**How to complete this task:**
Transcribe the entries exactly as each line appears.

───── Material provided ─────

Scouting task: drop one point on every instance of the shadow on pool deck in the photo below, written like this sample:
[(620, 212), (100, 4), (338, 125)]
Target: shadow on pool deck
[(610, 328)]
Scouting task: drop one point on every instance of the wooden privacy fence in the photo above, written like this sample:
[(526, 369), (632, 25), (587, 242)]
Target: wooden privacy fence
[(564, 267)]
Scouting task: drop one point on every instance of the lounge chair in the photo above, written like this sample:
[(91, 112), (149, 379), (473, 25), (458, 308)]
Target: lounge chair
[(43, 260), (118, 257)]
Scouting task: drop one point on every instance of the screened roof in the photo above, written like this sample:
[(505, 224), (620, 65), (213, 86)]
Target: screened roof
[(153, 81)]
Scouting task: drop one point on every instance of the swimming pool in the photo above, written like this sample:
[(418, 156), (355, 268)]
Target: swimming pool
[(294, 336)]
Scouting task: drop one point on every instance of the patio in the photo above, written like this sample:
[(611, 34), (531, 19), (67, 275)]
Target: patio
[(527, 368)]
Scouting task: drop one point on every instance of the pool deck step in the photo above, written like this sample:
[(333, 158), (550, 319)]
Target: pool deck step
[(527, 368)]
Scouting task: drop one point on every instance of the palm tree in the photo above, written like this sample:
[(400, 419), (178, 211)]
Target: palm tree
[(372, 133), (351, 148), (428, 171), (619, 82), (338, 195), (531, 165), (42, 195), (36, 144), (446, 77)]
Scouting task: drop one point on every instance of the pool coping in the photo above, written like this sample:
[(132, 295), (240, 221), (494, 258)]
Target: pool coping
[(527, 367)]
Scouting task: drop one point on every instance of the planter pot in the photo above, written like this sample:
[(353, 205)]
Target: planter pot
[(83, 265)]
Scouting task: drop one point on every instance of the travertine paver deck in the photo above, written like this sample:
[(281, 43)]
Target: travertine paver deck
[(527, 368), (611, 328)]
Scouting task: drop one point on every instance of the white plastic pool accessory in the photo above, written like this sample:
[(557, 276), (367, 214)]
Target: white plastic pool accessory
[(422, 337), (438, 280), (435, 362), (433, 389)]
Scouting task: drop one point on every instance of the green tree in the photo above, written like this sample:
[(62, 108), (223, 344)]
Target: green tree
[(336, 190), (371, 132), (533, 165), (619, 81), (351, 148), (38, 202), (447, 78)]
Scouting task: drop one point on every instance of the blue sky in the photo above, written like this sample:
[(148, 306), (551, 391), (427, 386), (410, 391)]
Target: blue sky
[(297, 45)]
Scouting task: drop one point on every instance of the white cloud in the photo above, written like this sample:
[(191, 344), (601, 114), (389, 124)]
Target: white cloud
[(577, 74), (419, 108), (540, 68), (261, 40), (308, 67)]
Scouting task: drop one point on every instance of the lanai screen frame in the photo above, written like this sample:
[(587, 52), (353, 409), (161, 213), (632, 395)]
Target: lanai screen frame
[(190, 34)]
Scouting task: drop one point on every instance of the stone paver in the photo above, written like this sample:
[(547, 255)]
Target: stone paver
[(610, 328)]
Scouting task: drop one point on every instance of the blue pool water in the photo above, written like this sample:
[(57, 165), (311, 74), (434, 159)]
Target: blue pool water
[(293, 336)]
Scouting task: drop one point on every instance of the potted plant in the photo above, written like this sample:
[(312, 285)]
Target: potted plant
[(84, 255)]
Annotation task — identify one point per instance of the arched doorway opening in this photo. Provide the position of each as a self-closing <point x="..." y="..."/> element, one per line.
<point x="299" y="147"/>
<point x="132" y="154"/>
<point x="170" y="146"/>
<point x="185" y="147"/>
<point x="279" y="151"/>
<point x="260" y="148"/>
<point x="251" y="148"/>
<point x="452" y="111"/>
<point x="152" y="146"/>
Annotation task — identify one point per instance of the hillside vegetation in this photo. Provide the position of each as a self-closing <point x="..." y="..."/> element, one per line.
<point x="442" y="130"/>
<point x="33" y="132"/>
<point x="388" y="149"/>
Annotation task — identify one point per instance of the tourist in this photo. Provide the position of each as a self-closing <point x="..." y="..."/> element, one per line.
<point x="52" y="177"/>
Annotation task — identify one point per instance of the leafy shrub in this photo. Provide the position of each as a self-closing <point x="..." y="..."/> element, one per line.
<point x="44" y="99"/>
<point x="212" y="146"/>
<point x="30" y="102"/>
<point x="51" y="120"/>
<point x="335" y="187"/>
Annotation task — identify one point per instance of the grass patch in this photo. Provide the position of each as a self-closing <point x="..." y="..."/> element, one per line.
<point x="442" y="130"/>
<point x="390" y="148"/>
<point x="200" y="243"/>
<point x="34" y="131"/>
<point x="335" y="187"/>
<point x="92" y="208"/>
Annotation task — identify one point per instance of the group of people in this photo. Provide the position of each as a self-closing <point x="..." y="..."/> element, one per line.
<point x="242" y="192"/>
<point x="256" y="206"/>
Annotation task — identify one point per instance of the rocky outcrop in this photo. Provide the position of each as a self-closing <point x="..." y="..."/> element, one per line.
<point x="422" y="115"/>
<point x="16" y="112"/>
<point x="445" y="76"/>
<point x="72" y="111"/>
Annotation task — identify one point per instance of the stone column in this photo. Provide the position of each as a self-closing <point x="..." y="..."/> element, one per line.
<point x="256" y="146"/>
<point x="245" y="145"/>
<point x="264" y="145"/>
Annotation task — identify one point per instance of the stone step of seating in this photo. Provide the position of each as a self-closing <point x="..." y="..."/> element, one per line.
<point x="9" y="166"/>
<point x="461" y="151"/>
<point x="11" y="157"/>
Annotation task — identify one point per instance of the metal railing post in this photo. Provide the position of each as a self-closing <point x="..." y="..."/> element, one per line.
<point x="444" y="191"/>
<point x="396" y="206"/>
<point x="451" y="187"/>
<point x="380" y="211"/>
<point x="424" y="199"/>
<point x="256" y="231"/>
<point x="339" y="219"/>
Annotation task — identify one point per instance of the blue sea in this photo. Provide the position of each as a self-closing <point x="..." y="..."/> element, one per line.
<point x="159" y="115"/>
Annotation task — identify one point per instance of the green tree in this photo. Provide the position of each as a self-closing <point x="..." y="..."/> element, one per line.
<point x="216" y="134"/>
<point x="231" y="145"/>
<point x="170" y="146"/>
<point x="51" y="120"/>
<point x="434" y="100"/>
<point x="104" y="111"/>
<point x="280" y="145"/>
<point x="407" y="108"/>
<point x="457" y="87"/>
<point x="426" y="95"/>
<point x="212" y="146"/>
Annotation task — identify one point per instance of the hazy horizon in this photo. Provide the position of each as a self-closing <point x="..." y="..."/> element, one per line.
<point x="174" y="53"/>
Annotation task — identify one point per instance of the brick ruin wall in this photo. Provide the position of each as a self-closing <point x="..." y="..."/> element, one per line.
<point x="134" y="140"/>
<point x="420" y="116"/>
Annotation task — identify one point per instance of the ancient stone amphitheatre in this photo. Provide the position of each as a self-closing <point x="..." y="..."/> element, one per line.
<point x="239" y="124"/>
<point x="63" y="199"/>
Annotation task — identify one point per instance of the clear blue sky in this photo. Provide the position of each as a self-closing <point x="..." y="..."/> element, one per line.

─────

**Your response:**
Scouting task: drop one point on every instance of the shadow on pool deck in the photo below, written like this sample:
[(620, 212), (100, 4), (338, 125)]
Target: shadow on pool deck
[(610, 328)]
Scouting task: drop one point on every instance of the wooden privacy fence in the photo above, written like this sample:
[(526, 369), (632, 25), (587, 242)]
Target: wooden privacy fence
[(564, 267)]
Scouting task: drop one point on every instance of the lounge chair in the photo above, written like this sample:
[(91, 112), (149, 379), (473, 25), (458, 308)]
Target: lounge chair
[(43, 260), (118, 257)]
Scouting task: drop one point on every instance of the screened roof in the photo above, written like this sample:
[(505, 224), (620, 65), (213, 86)]
Target: screened roof
[(153, 81)]
Scouting task: drop one point on every instance of the swimming pool in the photo above, written like this sample:
[(418, 156), (355, 268)]
Target: swimming pool
[(294, 336)]
Scouting task: drop one point on every instance of the patio in the photo above, written like this sample:
[(611, 34), (531, 19), (67, 275)]
Target: patio
[(527, 368)]
Scouting task: drop one point on every instance of the pool deck step in the photo above, written like this sample:
[(333, 158), (550, 319)]
Target: pool deck step
[(527, 368)]
Scouting task: drop one point on every instance of the palm tree in the photo above, written like this sample:
[(400, 419), (178, 211)]
Target: palm tree
[(372, 133), (351, 148), (428, 171), (619, 82), (338, 195), (531, 165), (42, 195), (36, 144), (446, 77)]
Scouting task: drop one point on every instance of the pool coping in the photo above, written like this sample:
[(132, 295), (240, 221), (494, 258)]
Target: pool coping
[(527, 367)]
Scouting task: drop one point on every instance of the planter pot in the photo above, written like this sample:
[(353, 205)]
Target: planter pot
[(83, 265)]
Scouting task: drop one point on every instance of the travertine paver deck in the photo above, written like this sample:
[(281, 43)]
Target: travertine paver deck
[(527, 368), (611, 328)]
Scouting task: drop one point on every instance of the white plastic pool accessory in the photo above, written like this sample:
[(557, 276), (367, 214)]
Target: white plastic pool accessory
[(422, 337), (438, 280), (435, 362), (433, 389)]
Scouting task: drop one point on every instance of the green tree in the photo above, written like this sample:
[(62, 108), (223, 344)]
Target: green tree
[(336, 190), (371, 132), (533, 165), (619, 81), (351, 148), (38, 202), (447, 78)]
Scouting task: drop one point on every instance of the blue sky in the photo above, written like this sample:
[(148, 306), (551, 391), (427, 386), (410, 391)]
Target: blue sky
[(297, 45)]
Scouting task: drop one point on every instance of the white cloud in the photo above, written like this sample:
[(191, 344), (601, 114), (389, 124)]
Target: white cloud
[(577, 74), (419, 108), (540, 68), (261, 40), (308, 67)]
Scouting task: drop one point on every instance of the lanai screen frame in the photo above, written like this sample:
[(587, 52), (353, 409), (161, 213), (632, 395)]
Target: lanai screen frame
[(190, 34)]
Scouting task: drop one point on every instance of the stone paver in the photo above, written like this sample:
[(547, 255)]
Target: stone paver
[(610, 328)]
Scouting task: drop one point on every instance of the blue pool water in the photo above, written like this sample:
[(57, 165), (311, 74), (434, 159)]
Target: blue pool water
[(293, 336)]
Scouting task: drop one point on every instance of the potted plant in the photo above, written like this sample:
[(312, 285)]
Target: potted plant
[(84, 255)]
Annotation task — identify one point per instance of the arched doorway opening in this photo. Provide the position of each as a self-closing <point x="..." y="..."/> element, one per line.
<point x="299" y="147"/>
<point x="132" y="154"/>
<point x="170" y="146"/>
<point x="185" y="147"/>
<point x="279" y="151"/>
<point x="260" y="148"/>
<point x="251" y="148"/>
<point x="452" y="111"/>
<point x="152" y="146"/>
Annotation task — identify one point per instance of the hillside vegetation in this photo. Provide the position of each as a self-closing <point x="..." y="..."/> element, one per line.
<point x="442" y="130"/>
<point x="33" y="132"/>
<point x="388" y="149"/>
Annotation task — identify one point per instance of the tourist in this photo. Provide the position of each as a self-closing <point x="..." y="..."/> element, one per line.
<point x="52" y="177"/>
Annotation task — identify one point per instance of the leafy shrub in this photo. Provide the position of each as a self-closing <point x="..." y="..."/> element, one per line.
<point x="44" y="99"/>
<point x="212" y="146"/>
<point x="30" y="102"/>
<point x="51" y="120"/>
<point x="335" y="187"/>
Annotation task — identify one point per instance of the grass patch in this photo. Provide the position of each as a self-closing <point x="..." y="..."/> element, one per line.
<point x="442" y="130"/>
<point x="390" y="148"/>
<point x="200" y="243"/>
<point x="34" y="131"/>
<point x="335" y="187"/>
<point x="92" y="208"/>
Annotation task — identify one point per instance of the group of people in this photo. Provide the position of each as a self-closing <point x="..." y="..."/> element, one per line.
<point x="242" y="192"/>
<point x="256" y="206"/>
Annotation task — identify one point per instance of the rocky outcrop in this photo. Provide the position of each as a self-closing <point x="..." y="..."/> element, one per line.
<point x="422" y="115"/>
<point x="16" y="112"/>
<point x="445" y="76"/>
<point x="72" y="111"/>
Annotation task — identify one point per instance of the stone column in this photo. Provide the position of each as a self-closing <point x="..." y="..."/> element, one per line.
<point x="256" y="146"/>
<point x="245" y="145"/>
<point x="264" y="145"/>
Annotation task — identify one point per instance of the stone step of seating in this photo. Provide the position of each as a self-closing <point x="..." y="..."/> element, one per line.
<point x="9" y="166"/>
<point x="461" y="151"/>
<point x="11" y="157"/>
Annotation task — identify one point per instance of the metal railing post in this photo. Provide the position of each as a self-closing <point x="..." y="..."/> element, one per line.
<point x="444" y="191"/>
<point x="396" y="206"/>
<point x="451" y="187"/>
<point x="380" y="211"/>
<point x="424" y="199"/>
<point x="256" y="231"/>
<point x="339" y="219"/>
Annotation task — identify one point per instance of the blue sea in this photo. Provide the position of each as a self-closing <point x="..." y="..."/> element, one per line.
<point x="159" y="115"/>
Annotation task — identify one point per instance of the green tree in this photo. Provide the position of each as a self-closing <point x="..." y="..."/> element, one per line.
<point x="216" y="134"/>
<point x="231" y="145"/>
<point x="170" y="146"/>
<point x="51" y="120"/>
<point x="434" y="100"/>
<point x="104" y="111"/>
<point x="280" y="145"/>
<point x="407" y="108"/>
<point x="457" y="87"/>
<point x="426" y="95"/>
<point x="212" y="146"/>
Annotation task — identify one point per instance of the hazy horizon in this photo. Provide the position of each as a self-closing <point x="..." y="..."/> element, one per line.
<point x="174" y="53"/>
Annotation task — identify one point per instance of the brick ruin wall in this photo. Provide the position of each as a self-closing <point x="..." y="..."/> element, one per line.
<point x="134" y="140"/>
<point x="420" y="116"/>
Annotation task — identify one point per instance of the ancient stone amphitheatre in this photo. Provide the position of each as a self-closing <point x="..." y="..."/> element, one per line.
<point x="239" y="124"/>
<point x="63" y="199"/>
Annotation task — identify one point per instance of the clear blue sky in this photo. Provide the position of each as a self-closing <point x="..." y="..."/> element, one per line.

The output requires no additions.